Aim of the task: Print the lines of the listing below exactly as they appear, from the line containing "locate: nose |" through the end of the listing.

Labeled-object pointing entries
************

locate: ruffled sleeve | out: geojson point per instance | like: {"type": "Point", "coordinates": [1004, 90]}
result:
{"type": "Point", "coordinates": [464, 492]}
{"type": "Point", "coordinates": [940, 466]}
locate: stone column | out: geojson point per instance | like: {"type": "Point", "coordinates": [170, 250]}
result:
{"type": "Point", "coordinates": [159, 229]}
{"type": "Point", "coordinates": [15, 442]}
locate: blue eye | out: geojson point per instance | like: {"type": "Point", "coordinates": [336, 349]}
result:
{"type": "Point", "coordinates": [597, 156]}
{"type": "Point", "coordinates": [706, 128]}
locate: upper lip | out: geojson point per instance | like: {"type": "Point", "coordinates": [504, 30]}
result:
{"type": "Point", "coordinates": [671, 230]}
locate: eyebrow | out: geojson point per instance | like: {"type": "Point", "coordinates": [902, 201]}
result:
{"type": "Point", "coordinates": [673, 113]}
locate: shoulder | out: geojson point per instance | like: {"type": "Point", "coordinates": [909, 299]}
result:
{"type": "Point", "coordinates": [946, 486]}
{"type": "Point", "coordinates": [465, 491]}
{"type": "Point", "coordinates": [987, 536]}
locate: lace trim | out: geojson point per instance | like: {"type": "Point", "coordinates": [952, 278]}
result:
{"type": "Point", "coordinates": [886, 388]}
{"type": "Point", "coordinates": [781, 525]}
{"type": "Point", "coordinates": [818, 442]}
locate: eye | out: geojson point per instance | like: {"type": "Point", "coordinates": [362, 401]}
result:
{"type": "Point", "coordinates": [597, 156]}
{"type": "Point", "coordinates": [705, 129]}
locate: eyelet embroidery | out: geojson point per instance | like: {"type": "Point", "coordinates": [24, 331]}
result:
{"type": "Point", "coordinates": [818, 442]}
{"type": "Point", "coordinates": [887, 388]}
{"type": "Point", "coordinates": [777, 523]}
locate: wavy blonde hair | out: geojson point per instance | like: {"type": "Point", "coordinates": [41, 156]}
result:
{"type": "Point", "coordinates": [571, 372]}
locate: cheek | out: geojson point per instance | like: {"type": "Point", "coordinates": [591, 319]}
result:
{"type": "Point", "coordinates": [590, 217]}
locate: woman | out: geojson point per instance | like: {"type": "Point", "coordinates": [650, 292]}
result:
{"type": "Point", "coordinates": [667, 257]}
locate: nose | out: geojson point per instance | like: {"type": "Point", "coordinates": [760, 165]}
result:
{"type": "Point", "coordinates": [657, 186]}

************

Answer below:
locate: nose | out: geojson point per instance | like: {"type": "Point", "coordinates": [760, 165]}
result:
{"type": "Point", "coordinates": [657, 186]}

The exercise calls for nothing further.